*REQUIRED TASK:* Copy the lines that follow, keeping every character the same.

*DATA LISTING:*
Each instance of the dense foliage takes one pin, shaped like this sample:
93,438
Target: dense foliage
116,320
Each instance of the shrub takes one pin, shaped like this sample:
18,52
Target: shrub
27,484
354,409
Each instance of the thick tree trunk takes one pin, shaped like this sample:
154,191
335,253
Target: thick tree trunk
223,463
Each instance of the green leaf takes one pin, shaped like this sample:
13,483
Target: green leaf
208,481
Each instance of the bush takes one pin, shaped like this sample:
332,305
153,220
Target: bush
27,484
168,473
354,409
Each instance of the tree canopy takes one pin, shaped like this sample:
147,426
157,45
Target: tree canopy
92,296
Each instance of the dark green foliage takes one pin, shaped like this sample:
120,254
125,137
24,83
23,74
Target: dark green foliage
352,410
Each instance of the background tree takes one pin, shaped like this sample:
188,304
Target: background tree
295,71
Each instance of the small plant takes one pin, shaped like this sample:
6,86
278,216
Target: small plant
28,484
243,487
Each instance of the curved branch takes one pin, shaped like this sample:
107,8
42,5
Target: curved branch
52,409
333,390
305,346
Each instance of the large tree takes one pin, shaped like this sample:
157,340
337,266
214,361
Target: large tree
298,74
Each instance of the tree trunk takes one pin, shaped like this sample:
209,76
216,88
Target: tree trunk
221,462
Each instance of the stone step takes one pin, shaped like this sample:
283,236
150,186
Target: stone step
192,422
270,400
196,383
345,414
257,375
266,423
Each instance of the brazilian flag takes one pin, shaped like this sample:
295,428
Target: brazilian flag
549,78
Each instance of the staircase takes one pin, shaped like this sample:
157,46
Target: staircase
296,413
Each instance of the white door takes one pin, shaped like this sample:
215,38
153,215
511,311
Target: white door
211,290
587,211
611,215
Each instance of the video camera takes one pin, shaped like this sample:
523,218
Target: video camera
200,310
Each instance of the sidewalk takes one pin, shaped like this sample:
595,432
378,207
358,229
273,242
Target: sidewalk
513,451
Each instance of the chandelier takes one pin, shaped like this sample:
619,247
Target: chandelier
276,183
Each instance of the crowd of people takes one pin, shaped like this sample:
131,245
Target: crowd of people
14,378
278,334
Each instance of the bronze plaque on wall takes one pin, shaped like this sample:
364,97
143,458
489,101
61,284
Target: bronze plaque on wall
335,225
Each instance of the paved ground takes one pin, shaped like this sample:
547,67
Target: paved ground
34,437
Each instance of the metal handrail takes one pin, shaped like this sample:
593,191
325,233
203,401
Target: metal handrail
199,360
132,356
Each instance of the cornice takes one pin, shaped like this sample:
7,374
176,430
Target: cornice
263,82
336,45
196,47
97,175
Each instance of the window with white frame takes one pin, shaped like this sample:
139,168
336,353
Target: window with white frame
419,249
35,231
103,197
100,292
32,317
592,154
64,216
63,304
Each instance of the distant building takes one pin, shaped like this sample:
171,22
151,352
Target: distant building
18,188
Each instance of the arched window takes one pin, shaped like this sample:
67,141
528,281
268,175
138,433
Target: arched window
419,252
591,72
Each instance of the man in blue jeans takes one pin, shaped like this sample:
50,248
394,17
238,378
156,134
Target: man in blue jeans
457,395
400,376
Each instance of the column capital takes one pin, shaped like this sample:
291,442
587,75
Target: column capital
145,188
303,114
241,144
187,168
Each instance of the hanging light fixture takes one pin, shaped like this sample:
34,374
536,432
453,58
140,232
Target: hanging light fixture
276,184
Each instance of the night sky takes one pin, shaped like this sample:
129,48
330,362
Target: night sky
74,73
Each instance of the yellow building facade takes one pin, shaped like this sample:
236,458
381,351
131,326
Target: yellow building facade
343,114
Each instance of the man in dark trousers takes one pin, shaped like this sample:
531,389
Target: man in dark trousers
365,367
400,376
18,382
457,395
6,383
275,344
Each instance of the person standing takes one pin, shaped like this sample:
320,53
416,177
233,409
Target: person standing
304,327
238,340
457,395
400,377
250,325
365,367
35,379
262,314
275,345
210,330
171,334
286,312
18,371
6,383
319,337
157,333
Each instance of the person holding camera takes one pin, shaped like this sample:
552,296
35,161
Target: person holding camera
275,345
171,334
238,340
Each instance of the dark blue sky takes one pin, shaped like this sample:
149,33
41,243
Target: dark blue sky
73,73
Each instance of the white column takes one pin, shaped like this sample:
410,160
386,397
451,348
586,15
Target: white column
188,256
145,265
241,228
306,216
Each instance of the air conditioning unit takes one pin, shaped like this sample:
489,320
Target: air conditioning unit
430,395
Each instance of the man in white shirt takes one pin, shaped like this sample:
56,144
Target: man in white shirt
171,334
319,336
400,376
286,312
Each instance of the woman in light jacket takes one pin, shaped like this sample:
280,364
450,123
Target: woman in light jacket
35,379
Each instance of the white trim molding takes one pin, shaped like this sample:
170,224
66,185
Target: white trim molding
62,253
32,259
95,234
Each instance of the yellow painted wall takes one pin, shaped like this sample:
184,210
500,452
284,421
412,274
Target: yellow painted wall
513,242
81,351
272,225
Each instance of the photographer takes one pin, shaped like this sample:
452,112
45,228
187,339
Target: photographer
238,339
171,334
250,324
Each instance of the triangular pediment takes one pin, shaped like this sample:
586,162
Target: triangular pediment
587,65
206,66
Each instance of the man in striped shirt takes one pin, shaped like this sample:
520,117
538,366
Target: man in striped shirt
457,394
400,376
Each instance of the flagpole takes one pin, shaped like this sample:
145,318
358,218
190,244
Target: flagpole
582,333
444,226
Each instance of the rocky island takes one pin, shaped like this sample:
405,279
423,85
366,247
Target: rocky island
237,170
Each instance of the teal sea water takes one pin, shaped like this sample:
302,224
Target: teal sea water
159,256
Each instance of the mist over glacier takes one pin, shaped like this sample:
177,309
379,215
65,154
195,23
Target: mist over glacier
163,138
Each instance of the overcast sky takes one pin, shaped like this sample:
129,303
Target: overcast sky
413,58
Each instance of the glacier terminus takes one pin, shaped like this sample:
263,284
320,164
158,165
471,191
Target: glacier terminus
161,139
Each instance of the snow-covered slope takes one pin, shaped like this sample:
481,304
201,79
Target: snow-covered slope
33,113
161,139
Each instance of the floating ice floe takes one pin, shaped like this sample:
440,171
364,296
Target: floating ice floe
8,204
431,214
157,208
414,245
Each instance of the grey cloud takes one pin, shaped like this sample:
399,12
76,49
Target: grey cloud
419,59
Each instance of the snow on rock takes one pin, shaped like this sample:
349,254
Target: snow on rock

*CORRECT RESULT:*
Each instance of the dense foliage takes one pin, shaped like this sample:
93,438
Target: dense foliage
116,320
Each instance of the shrub takes one pin, shaped like this sample:
18,52
Target: shrub
27,484
354,409
Each instance of the thick tree trunk takes one pin, shaped like this sample:
154,191
335,253
Target: thick tree trunk
223,463
Each instance of the green leaf takes one pin, shaped like this sample:
13,483
Target: green leaf
208,481
Each instance of the bush takes one pin, shaped like this sample:
332,305
153,220
Target: bush
27,484
168,473
354,409
Each instance of the tree canopy takes one pin, shaped like this sample:
147,426
157,45
Target: tree canopy
92,296
Each instance of the dark green foliage takes one pin, shaped like this sample:
120,254
125,137
24,83
23,74
Target: dark green foliage
352,410
Each instance of the background tree takes one pin, shaped like this sample:
188,304
Target: background tree
295,71
Each instance of the small plant takes one pin, shaped like this sample:
6,86
278,216
Target: small plant
28,484
243,487
Each instance of the curved branch takes one pin, shaped like this sample:
107,8
42,5
Target: curved branch
52,409
333,390
305,346
Each instance of the large tree takes one pin, shaped like this sample:
157,340
337,266
214,361
Target: large tree
298,74
Each instance of the tree trunk takes one pin, shaped like this sample:
209,76
216,88
Target: tree trunk
221,462
Each instance of the stone step takes one pin, shaped like this sample:
283,236
150,186
Target: stone step
192,422
270,400
196,383
345,414
257,375
266,423
Each instance of the brazilian flag takes one pin, shaped like this sample:
295,428
Target: brazilian flag
549,78
Each instance of the staircase takes one pin, shaped like this sample:
157,46
Target: staircase
296,413
Each instance of the white door takes one pin, shaped like this sample:
215,38
153,215
511,311
Target: white door
211,290
587,211
611,215
Each instance of the video camera takes one pin, shaped like this sample:
523,218
Target: video camera
200,310
Each instance of the sidewalk takes one pin, shaped like this sample:
595,432
378,207
358,229
273,242
Target: sidewalk
513,451
Each instance of the chandelier takes one pin, shaped like this sample:
619,247
Target: chandelier
276,183
Each instance of the crowd of people takes one pin, shaped like this sample:
131,245
Target: crowd of people
14,378
278,334
Each instance of the bronze plaque on wall takes one pin, shaped like this sample:
364,97
143,458
489,101
61,284
Target: bronze plaque on wall
335,225
Each instance of the paved ground takes one pin, shaped like this sample:
547,67
Target: paved ground
34,437
Each instance of the metal handrail takes one pin, shaped like this sample:
593,191
325,233
203,401
Target: metal handrail
199,360
132,356
Each instance of the cornice takes one pin, shaped like this sample:
7,374
176,430
Target: cornice
263,82
336,45
196,47
97,175
Each instance of the window with white frame takes one pin, shaped like this sample:
139,168
336,353
Target: window with white frame
419,249
35,231
103,197
100,292
32,317
592,154
64,216
63,304
Each instance of the distant building takes one pin, shaped like this sample:
171,22
151,352
Target: distant building
18,188
Each instance of the arched window takes one pin, shaped like this sample:
67,141
528,281
268,175
138,433
Target: arched window
419,252
591,72
Each instance of the man in blue jeans takes one pin, shaped like this sample:
50,248
394,17
238,378
156,134
Target: man in blue jeans
457,395
400,376
Each instance of the column capital takes one pin, shaped like this sample:
291,442
587,75
Target: column capital
145,188
303,114
241,144
187,168
Each instance of the hanging light fixture takes one pin, shaped like this sample:
34,374
536,432
453,58
140,232
Target: hanging light fixture
276,184
Each instance of the night sky takes one pin, shaped like this sample:
129,48
330,362
Target: night sky
74,73
Each instance of the yellow building facade takes one pin, shaped like this sample:
236,458
381,351
131,326
Target: yellow building facade
343,114
Each instance of the man in dark trousers takes one pin, shaped like this sample:
531,389
Target: man in dark trousers
365,367
400,376
18,382
457,395
6,383
275,344
Each instance of the person standing takes one pin, shaped like this sample:
320,53
416,177
233,409
Target: person standing
304,327
238,340
457,395
400,377
250,325
365,367
35,379
262,314
275,345
210,330
171,334
286,312
18,371
6,383
319,337
157,333
Each instance of the person holding camera takes one pin, shaped like this sample:
552,296
35,161
Target: person holding camera
275,345
171,334
238,340
Each instance of the dark blue sky takes one pin, shaped like this sample:
149,33
41,243
Target: dark blue sky
73,73
Each instance of the white column takes one pin, shaped like this sample:
410,160
386,397
451,348
586,15
Target: white column
188,256
145,265
241,228
306,216
Each instance of the air conditioning unit takes one pin, shaped like this sample:
489,320
Target: air conditioning unit
430,395
Each instance of the man in white shirt takes one pin, shaped like this sample:
56,144
Target: man in white shirt
171,334
319,336
400,376
286,312
Each instance of the woman in light jacket takes one pin, shaped like this sample:
280,364
450,123
Target: woman in light jacket
35,379
Each instance of the white trim molding takes one pin, shaped like this sample:
170,224
66,185
Target: white trim molding
62,253
32,259
95,234
Each instance of the yellow painted wall takes one pin, shaped like this sample:
184,210
500,452
284,421
412,274
Target: yellow painted wall
513,242
81,351
272,225
Each instance of the photographer takes one pin, shaped like this sample:
452,112
45,228
187,339
Target: photographer
238,339
171,334
250,324
Each instance of the triangular pediment takes one pin, shaped like this sample:
586,162
Target: triangular pediment
587,65
206,66
Each instance of the man in striped shirt takes one pin, shaped like this sample:
520,117
538,366
Target: man in striped shirt
457,394
400,376
Each instance of the flagpole takes one pin, shaped like this sample:
145,318
358,218
190,244
Target: flagpole
582,333
444,226
Each instance of the rocky island takes one pin, shaped like this sample:
405,279
423,85
366,247
Target: rocky island
237,170
Each instance of the teal sea water takes one pin, shaped like this sample:
302,224
Target: teal sea water
159,256
Each instance of the mist over glacier takes one pin, shaped like this sample:
177,309
379,215
65,154
195,23
Target: mist over glacier
163,138
Each instance of the overcast sky takes one pin, shaped like this sample:
129,303
Target: overcast sky
413,58
Each instance of the glacier terminus takes one pin, shaped like this sample:
263,284
320,164
158,165
471,191
Target: glacier terminus
161,139
Each instance of the snow-covered slope takes one pin, shaped like this sample:
481,304
201,79
Target: snow-covered slope
33,113
161,139
Each instance of the floating ice floe takes one pin, shaped like this sample:
440,171
364,296
Target: floating ice floe
8,204
431,214
157,208
414,245
Each instance of the grey cloud takes one pin, shaped like this sample:
399,12
76,49
Target: grey cloud
419,59
Each instance of the snow on rock takes one pin, shaped like this sample:
349,254
Target: snow on rock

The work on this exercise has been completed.